Petunjuk =>
[A] Sunting kutipan berita pasar keuangan: tulis ulang bagian dari "Bila ditilik lebih" sampai "ekspor mengalami peningkatan.", dengan mengganti "pelaku pasar" menjadi "investor".
[B] Sebutkan semua angka persentase yang tercantum dalam kutipan berita pasar keuangan.

Kutipan Teks =>
________

Newsletter

Semoga Trump-Xi Jinping Jadi Bertemu Akhir Pekan Ini..

Taufan Adharsyah, CNBC Indonesia
25 June 2019 06:58
Semoga Trump-Xi Jinping Jadi Bertemu Akhir Pekan Ini..
Jakarta, CNBC Indonesia - Pasar keuangan Indonesia mengawali pekan dengan kurang bersemangat. Indeks Harga Saham Gabungan (IHSG) dan obligasi rupiah pemerintah sama-sama melemah. Untungnya masih ada rupiah yang mampu menguat di hadapan dolar Amerika Serikat (AS).

Pada perdagangan kemarin, IHSG ditutup terkoreksi 0,43% ke level 6.288,46 dan mencatat aksi jual bersih investor asing sebesar Rp 106,76 miliar di pasar reguler. Sementara imbal hasil (yield) obligasi acuan seri FR0078 tenor 10 tahun 7,2 basis poin menjadi 7,84%. Adapun nilai tukar rupiah menguat 0,11% menjadi Rp 14.135/US$.



Sebagai informasi, pergerakan harga dan yield di pasar obligasi akan berbanding terbalik. Saat yield naik, artinya harga sedang menguat. Begitu pula sebaliknya.

Pengumuman neraca perdagangan terbukti tidak dapat berbuat banyak untuk IHSG. Padahal neraca dagang bulan Mei mencatat surplus sebesar US$ 210 juta, dan sangat bertolak belakang dengan konsensus yang memprediksi adanya defisit sebesar US$ 1,29 miliar.

Bila ditilik lebih dalam, sepertinya agak wajar apabila pelaku pasar kurang mengapresiasi kinerja perdagangan Indonesia. Pasalnya surplus neraca dagang tidak berarti ekspor mengalami peningkatan.



Surplus lebih disebabkan oleh penurunan impor yang cukup tajam, yaitu sebesar 17,71% year-on-year (YoY) menjadi US$ 14,53 miliar. Penurunan paling besar terjadi pada golongan barang bahan baku, yaitu mencapai 19,3% YoY. Ini tentunya bukan prestasi yang patut dibanggakan, karena penurunan impor bahan baku mengindikasikan adanya penurunan gairah aktivitas industri Tanah Air.

________

Entri Dataset =>

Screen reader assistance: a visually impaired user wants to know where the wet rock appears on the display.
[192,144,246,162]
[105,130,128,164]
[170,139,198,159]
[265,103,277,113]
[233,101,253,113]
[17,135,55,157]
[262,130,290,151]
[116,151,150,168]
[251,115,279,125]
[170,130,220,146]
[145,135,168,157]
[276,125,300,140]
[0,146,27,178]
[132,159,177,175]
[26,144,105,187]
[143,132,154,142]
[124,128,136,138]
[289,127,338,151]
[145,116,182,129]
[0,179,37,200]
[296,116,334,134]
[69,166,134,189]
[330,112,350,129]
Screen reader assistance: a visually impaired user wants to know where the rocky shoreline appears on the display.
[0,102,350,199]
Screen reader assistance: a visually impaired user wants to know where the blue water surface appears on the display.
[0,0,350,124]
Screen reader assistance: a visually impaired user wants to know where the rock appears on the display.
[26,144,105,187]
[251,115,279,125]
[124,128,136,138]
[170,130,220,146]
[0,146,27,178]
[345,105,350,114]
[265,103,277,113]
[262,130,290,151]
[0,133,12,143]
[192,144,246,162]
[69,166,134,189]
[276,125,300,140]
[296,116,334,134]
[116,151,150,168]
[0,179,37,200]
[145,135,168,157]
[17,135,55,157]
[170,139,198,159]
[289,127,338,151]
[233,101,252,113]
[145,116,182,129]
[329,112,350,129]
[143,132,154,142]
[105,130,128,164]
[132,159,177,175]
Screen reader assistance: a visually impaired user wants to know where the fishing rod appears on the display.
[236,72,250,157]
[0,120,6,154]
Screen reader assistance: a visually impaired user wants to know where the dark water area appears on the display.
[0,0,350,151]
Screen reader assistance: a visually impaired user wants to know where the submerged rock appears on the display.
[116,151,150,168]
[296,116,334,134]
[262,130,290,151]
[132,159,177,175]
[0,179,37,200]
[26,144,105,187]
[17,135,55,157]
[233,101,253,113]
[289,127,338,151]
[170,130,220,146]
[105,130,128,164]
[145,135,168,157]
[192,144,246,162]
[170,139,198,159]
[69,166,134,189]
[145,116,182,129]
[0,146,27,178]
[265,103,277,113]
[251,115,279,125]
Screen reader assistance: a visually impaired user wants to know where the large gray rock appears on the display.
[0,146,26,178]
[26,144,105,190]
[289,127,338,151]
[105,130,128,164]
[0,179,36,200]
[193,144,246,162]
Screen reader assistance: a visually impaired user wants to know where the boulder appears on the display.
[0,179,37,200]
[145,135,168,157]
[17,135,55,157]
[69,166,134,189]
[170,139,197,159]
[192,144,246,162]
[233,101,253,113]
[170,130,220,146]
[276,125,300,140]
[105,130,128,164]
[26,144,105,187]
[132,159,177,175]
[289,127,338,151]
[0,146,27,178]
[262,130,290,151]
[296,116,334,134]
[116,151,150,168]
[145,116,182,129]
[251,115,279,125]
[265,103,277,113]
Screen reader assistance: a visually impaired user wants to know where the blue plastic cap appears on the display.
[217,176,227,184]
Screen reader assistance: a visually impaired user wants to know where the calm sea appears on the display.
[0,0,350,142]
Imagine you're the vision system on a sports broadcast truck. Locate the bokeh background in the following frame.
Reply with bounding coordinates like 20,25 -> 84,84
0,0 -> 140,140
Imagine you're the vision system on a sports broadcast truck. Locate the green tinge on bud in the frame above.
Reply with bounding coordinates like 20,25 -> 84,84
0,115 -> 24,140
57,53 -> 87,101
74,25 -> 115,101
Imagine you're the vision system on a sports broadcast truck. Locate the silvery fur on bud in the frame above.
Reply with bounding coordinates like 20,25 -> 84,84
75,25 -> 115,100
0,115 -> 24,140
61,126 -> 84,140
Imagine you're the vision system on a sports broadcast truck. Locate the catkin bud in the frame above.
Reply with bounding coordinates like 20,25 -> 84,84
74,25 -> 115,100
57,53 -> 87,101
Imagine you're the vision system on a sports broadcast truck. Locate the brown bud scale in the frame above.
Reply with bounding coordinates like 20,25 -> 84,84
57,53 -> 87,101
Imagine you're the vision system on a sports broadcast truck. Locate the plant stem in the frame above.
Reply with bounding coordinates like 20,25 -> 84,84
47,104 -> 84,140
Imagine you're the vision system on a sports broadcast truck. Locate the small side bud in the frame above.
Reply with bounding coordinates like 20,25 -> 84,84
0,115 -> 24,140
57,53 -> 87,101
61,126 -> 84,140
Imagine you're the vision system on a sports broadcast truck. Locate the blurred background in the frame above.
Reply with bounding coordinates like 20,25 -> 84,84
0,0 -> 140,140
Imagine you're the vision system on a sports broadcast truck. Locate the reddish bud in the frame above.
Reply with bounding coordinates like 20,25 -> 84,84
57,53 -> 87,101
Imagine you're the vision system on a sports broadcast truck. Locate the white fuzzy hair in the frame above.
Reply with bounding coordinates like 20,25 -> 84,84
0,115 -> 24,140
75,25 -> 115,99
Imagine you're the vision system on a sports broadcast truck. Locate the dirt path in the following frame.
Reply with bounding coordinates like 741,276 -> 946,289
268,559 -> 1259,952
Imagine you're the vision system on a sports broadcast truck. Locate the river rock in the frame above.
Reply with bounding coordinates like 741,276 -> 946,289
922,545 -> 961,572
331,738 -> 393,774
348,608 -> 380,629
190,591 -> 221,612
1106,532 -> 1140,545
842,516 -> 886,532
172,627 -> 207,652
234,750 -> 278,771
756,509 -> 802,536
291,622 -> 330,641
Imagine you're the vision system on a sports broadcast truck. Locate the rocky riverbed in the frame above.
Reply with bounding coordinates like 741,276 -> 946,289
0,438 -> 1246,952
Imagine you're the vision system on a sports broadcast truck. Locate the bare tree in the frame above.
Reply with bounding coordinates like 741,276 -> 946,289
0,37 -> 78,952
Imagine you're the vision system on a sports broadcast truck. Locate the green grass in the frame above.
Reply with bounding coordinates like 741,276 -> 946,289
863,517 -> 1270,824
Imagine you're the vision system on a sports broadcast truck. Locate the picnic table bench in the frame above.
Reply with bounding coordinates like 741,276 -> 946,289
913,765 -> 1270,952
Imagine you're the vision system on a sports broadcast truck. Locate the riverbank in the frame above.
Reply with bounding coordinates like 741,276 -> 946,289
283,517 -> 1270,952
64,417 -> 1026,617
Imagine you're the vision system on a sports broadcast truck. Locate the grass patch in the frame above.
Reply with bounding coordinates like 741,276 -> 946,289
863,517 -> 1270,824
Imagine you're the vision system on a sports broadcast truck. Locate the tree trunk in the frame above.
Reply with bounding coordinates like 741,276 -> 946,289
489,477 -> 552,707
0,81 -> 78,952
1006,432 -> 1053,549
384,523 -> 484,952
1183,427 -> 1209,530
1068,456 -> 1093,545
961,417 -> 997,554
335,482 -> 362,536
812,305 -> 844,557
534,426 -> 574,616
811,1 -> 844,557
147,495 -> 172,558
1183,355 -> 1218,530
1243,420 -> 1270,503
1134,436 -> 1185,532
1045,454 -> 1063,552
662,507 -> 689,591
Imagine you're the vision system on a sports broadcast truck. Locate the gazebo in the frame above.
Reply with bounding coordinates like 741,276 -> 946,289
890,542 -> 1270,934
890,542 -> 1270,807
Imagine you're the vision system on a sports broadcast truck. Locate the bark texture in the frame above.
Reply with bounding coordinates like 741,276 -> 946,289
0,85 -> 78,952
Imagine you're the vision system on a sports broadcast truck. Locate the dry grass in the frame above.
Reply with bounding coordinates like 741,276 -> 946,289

________

Hasil =>
[A]
Bila ditilik lebih dalam, sepertinya agak wajar apabila investor kurang mengapresiasi kinerja perdagangan Indonesia. Pasalnya surplus neraca dagang tidak berarti ekspor mengalami peningkatan.

[B] 0,43%, 7,84%, 0,11%, 17,71%, 19,3%